[Images for object localization]
###
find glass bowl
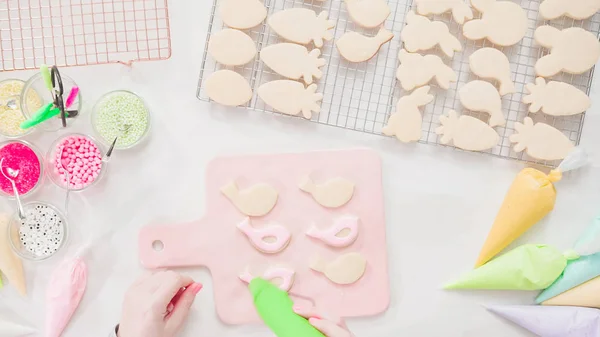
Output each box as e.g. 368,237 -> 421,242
0,140 -> 44,199
20,72 -> 83,132
46,133 -> 107,191
8,201 -> 69,261
92,90 -> 151,150
0,79 -> 42,138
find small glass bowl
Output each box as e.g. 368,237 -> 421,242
20,72 -> 83,132
0,140 -> 45,199
46,133 -> 107,191
0,79 -> 41,138
8,201 -> 69,261
92,90 -> 151,150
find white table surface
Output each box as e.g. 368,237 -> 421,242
1,1 -> 600,336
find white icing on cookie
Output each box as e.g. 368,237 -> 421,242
415,0 -> 473,24
344,0 -> 391,28
523,77 -> 590,116
539,0 -> 600,20
459,80 -> 506,127
260,43 -> 325,85
221,181 -> 278,217
401,12 -> 462,58
510,117 -> 574,161
535,26 -> 600,77
436,110 -> 499,152
469,48 -> 515,96
268,9 -> 335,48
219,0 -> 267,29
258,81 -> 323,119
299,176 -> 355,208
204,70 -> 253,107
463,0 -> 528,46
396,50 -> 457,91
307,215 -> 360,248
237,218 -> 291,254
383,86 -> 434,143
336,28 -> 394,63
208,29 -> 257,66
310,252 -> 367,285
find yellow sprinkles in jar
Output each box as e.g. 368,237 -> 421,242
0,80 -> 42,137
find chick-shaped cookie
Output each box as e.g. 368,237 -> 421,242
396,50 -> 458,91
401,12 -> 462,58
383,86 -> 434,143
510,117 -> 574,161
463,0 -> 528,46
535,26 -> 600,77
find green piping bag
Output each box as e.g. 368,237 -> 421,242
41,64 -> 53,91
250,278 -> 325,337
20,102 -> 60,129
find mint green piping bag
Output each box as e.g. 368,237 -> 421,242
537,216 -> 600,303
41,64 -> 53,91
250,278 -> 325,337
20,102 -> 60,129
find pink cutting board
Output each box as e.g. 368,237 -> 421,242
138,148 -> 390,325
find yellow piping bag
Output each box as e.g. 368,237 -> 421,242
475,148 -> 588,267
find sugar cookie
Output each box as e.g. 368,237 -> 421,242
401,12 -> 462,58
310,252 -> 367,285
523,77 -> 590,116
221,181 -> 278,217
237,218 -> 291,254
436,110 -> 499,151
219,0 -> 267,30
260,43 -> 325,85
268,9 -> 335,48
539,0 -> 600,20
344,0 -> 391,28
383,86 -> 434,143
510,117 -> 574,161
307,215 -> 360,248
258,81 -> 323,119
299,176 -> 355,208
396,50 -> 457,91
239,266 -> 296,292
208,29 -> 257,66
535,26 -> 600,77
459,80 -> 506,127
469,48 -> 516,96
463,0 -> 527,46
336,28 -> 394,63
205,70 -> 252,107
415,0 -> 474,24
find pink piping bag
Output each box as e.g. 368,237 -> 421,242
65,86 -> 79,109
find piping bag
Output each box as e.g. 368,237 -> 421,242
249,278 -> 326,337
487,305 -> 600,337
0,214 -> 26,296
475,148 -> 588,267
445,218 -> 600,290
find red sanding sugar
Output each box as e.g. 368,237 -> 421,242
0,142 -> 41,196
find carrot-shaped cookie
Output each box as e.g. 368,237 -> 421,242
510,117 -> 574,161
336,28 -> 394,63
383,86 -> 434,143
535,26 -> 600,77
396,50 -> 457,91
415,0 -> 473,24
435,110 -> 499,151
260,43 -> 326,85
523,77 -> 590,116
258,81 -> 323,119
268,9 -> 335,48
463,0 -> 527,46
401,12 -> 462,58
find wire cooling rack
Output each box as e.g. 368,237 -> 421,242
0,0 -> 171,71
197,0 -> 600,166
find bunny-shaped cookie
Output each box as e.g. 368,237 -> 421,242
401,12 -> 462,58
463,0 -> 528,46
383,86 -> 434,143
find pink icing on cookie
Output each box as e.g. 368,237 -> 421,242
237,217 -> 291,254
239,267 -> 296,291
306,215 -> 359,248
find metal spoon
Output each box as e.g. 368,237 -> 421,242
106,124 -> 132,159
0,159 -> 25,220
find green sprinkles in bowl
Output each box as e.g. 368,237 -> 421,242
93,90 -> 150,149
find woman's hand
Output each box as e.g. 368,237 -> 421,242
118,271 -> 202,337
293,306 -> 354,337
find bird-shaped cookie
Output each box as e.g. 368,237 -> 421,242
239,266 -> 296,291
237,218 -> 291,254
401,12 -> 462,58
310,252 -> 367,285
336,28 -> 394,63
344,0 -> 391,28
535,26 -> 600,77
307,216 -> 360,248
383,86 -> 434,143
299,176 -> 355,208
459,80 -> 506,127
463,0 -> 528,46
469,48 -> 516,95
221,181 -> 278,217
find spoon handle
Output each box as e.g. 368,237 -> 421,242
11,180 -> 25,220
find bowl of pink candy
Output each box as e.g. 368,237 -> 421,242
0,140 -> 44,198
46,133 -> 106,191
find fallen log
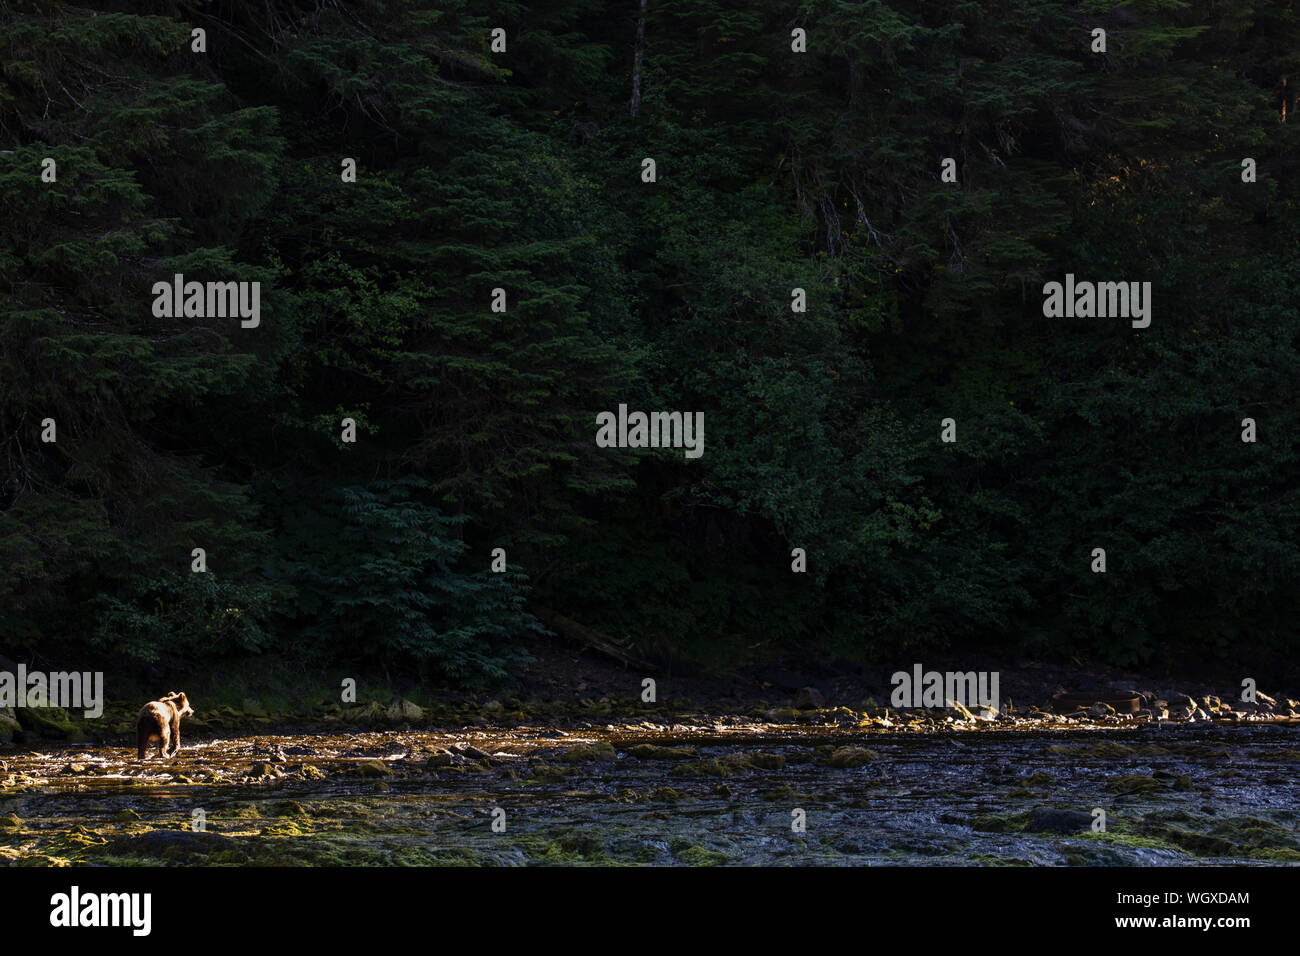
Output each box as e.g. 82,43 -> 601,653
530,606 -> 657,672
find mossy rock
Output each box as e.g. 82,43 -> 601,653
108,829 -> 240,863
1106,774 -> 1164,795
627,744 -> 698,760
669,758 -> 730,779
112,809 -> 141,822
827,746 -> 880,768
1208,817 -> 1299,850
355,759 -> 392,778
425,749 -> 454,768
525,762 -> 571,783
721,751 -> 785,771
560,741 -> 616,762
670,840 -> 729,865
555,833 -> 605,859
0,814 -> 21,829
972,812 -> 1027,833
15,706 -> 79,740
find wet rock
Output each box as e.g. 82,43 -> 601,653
248,761 -> 283,778
61,762 -> 89,775
386,697 -> 424,722
0,814 -> 21,829
348,702 -> 386,723
425,749 -> 455,768
827,746 -> 880,768
297,764 -> 326,780
455,744 -> 494,762
112,809 -> 141,822
1025,808 -> 1094,834
355,759 -> 392,778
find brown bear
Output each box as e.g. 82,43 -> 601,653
136,691 -> 194,759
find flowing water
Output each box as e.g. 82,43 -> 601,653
2,721 -> 1298,865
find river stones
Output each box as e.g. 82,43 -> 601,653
355,759 -> 392,777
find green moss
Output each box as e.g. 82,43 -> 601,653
670,839 -> 730,865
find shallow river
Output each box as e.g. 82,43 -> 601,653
2,722 -> 1297,865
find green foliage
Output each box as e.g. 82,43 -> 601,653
272,477 -> 538,678
3,0 -> 1298,678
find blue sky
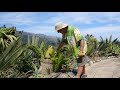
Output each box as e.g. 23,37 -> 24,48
0,12 -> 120,40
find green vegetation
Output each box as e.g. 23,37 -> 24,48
85,34 -> 120,60
50,48 -> 70,72
0,26 -> 16,53
0,25 -> 120,78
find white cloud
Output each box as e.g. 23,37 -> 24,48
23,25 -> 54,33
44,12 -> 120,25
0,12 -> 39,26
1,12 -> 120,26
0,12 -> 120,40
81,25 -> 120,40
43,12 -> 92,25
82,25 -> 120,35
23,24 -> 120,40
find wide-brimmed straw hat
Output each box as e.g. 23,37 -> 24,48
55,22 -> 68,31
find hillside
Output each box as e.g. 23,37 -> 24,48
15,31 -> 61,47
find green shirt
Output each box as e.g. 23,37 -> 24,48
61,26 -> 87,57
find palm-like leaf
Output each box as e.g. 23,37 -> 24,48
28,45 -> 41,58
0,31 -> 17,52
27,35 -> 31,46
0,37 -> 27,70
32,34 -> 35,45
109,35 -> 112,43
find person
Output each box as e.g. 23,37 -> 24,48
55,22 -> 88,78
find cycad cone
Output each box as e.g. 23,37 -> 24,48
45,46 -> 53,58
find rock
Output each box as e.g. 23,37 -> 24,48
29,76 -> 33,78
93,61 -> 96,63
95,60 -> 101,62
40,59 -> 53,75
57,73 -> 70,78
89,61 -> 94,65
46,73 -> 61,78
85,63 -> 90,67
29,74 -> 46,78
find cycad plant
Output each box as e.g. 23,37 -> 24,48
0,27 -> 17,53
104,43 -> 120,56
27,35 -> 47,61
15,49 -> 34,73
86,34 -> 120,58
99,35 -> 120,57
50,48 -> 70,72
0,36 -> 27,70
85,34 -> 100,59
29,64 -> 46,78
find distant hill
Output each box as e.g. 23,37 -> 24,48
15,31 -> 61,47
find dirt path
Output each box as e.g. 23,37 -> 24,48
86,58 -> 120,78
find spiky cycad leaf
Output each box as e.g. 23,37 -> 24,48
0,37 -> 27,70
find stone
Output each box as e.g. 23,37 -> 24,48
95,60 -> 101,62
57,73 -> 70,78
86,58 -> 120,78
85,63 -> 90,67
40,59 -> 53,75
94,71 -> 113,78
46,73 -> 61,78
89,61 -> 93,65
93,61 -> 95,63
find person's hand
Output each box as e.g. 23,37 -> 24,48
78,51 -> 85,56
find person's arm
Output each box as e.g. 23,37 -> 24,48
57,35 -> 66,51
80,40 -> 85,52
78,40 -> 85,56
57,42 -> 63,51
78,34 -> 86,56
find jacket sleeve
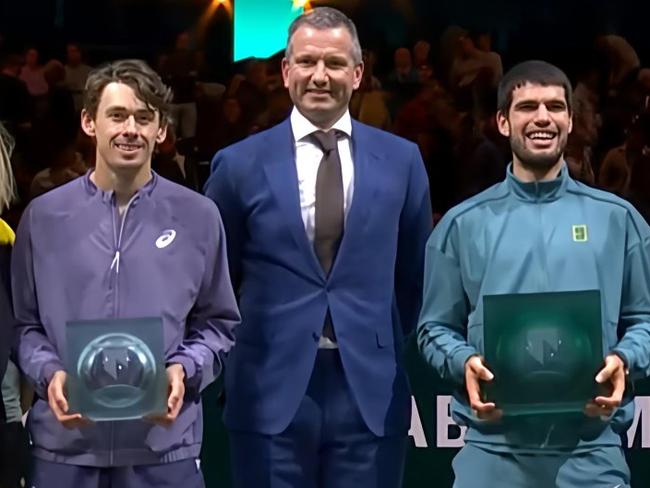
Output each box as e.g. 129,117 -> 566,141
417,219 -> 478,384
394,143 -> 432,337
611,211 -> 650,380
167,202 -> 240,399
11,205 -> 64,398
203,150 -> 245,292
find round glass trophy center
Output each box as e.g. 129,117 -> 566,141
77,333 -> 157,409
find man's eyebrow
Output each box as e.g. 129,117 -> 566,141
104,106 -> 154,114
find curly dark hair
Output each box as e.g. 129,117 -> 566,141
83,59 -> 173,126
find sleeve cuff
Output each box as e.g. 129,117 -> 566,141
40,360 -> 65,398
450,348 -> 480,385
611,348 -> 631,375
167,354 -> 202,400
167,354 -> 196,381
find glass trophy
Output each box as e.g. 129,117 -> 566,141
482,290 -> 603,416
66,317 -> 167,421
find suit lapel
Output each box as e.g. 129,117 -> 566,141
333,121 -> 374,270
262,120 -> 325,279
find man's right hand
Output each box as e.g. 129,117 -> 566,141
465,355 -> 502,421
47,370 -> 92,429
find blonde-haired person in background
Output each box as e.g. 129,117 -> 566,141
0,123 -> 16,213
0,121 -> 25,488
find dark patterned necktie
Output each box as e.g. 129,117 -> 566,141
311,130 -> 344,342
311,130 -> 344,275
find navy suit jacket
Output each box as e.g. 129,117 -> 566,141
204,117 -> 432,436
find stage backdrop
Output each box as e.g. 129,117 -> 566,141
201,339 -> 650,487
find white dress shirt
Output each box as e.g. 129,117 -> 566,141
290,107 -> 355,244
290,107 -> 355,348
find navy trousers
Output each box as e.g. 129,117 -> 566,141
229,349 -> 407,488
28,457 -> 205,488
452,443 -> 630,488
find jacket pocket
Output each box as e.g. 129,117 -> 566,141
28,400 -> 102,454
144,403 -> 199,453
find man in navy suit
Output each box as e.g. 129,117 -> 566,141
204,7 -> 432,487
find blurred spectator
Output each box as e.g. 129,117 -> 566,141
253,87 -> 292,131
417,63 -> 435,84
439,25 -> 470,89
598,144 -> 629,196
567,67 -> 601,182
350,49 -> 390,130
566,144 -> 596,186
385,47 -> 420,118
594,34 -> 648,161
195,96 -> 248,160
62,43 -> 92,112
0,361 -> 29,488
599,111 -> 650,223
393,81 -> 438,143
386,47 -> 419,86
159,32 -> 202,140
19,48 -> 48,97
572,67 -> 601,146
233,58 -> 270,127
24,59 -> 78,189
395,80 -> 460,212
152,128 -> 187,187
413,40 -> 431,66
0,54 -> 32,134
595,34 -> 640,90
453,112 -> 506,201
449,30 -> 502,110
360,49 -> 382,90
29,144 -> 85,198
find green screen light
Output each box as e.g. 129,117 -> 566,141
234,0 -> 304,61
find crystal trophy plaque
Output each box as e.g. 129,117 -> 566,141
482,290 -> 603,416
66,317 -> 167,421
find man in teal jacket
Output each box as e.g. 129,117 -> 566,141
417,60 -> 650,487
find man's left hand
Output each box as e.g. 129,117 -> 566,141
585,354 -> 627,418
146,364 -> 185,427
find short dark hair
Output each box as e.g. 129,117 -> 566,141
497,60 -> 573,115
83,59 -> 173,126
285,7 -> 362,65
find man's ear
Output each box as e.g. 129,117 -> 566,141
156,123 -> 168,144
352,61 -> 364,90
281,57 -> 290,89
80,109 -> 96,137
496,110 -> 510,137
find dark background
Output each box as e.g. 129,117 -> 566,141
1,0 -> 648,80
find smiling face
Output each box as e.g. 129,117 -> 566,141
81,82 -> 167,176
282,25 -> 363,129
497,82 -> 572,176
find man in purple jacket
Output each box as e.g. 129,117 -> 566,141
11,59 -> 240,488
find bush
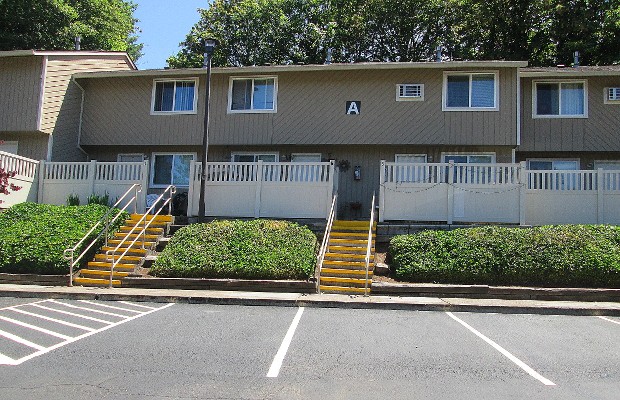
###
ASSIGNED TASK
Across the records, how many lines carry the word "trophy"? The answer should be a number alone.

REPLY TO THE EXERCISE
3